::: The input

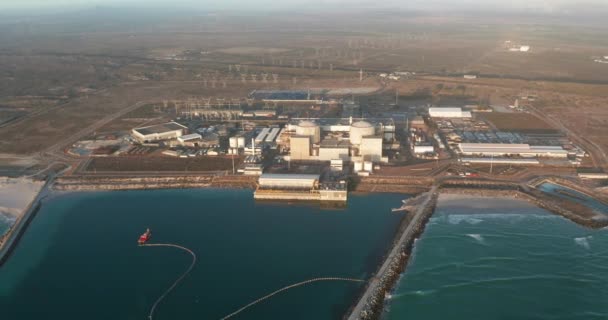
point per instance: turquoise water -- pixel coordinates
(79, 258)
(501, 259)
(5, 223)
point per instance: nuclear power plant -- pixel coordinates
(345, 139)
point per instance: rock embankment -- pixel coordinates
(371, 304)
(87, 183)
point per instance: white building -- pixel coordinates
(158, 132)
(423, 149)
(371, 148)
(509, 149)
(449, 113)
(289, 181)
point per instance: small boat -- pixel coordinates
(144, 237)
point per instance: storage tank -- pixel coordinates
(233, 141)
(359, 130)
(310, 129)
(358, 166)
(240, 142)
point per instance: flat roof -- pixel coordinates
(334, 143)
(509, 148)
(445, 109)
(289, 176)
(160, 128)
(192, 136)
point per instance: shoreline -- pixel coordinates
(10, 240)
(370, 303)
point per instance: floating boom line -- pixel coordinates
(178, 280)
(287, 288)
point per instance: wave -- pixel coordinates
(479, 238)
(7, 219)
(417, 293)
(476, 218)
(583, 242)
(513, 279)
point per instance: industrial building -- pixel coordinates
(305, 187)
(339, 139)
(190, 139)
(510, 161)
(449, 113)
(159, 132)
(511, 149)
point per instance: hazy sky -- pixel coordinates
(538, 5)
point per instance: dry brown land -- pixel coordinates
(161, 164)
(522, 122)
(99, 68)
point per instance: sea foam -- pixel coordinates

::::::
::: The input

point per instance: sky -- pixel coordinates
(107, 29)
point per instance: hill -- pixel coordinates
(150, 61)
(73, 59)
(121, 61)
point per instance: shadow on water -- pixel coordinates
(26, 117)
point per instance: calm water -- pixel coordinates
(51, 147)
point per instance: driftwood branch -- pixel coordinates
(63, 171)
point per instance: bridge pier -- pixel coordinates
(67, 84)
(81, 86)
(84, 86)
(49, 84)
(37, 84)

::::::

### Activity
The response should be the listing above, limited to the lines between the one holding "point per instance: hazy" and the one holding "point per instance: sea", inclusive, reproduced exactly.

### Task output
point per instance: hazy sky -- pixel coordinates
(538, 5)
point per instance: dry brown land -- pixel coordinates
(161, 164)
(522, 122)
(99, 68)
point per instance: sea foam -- pixel coordinates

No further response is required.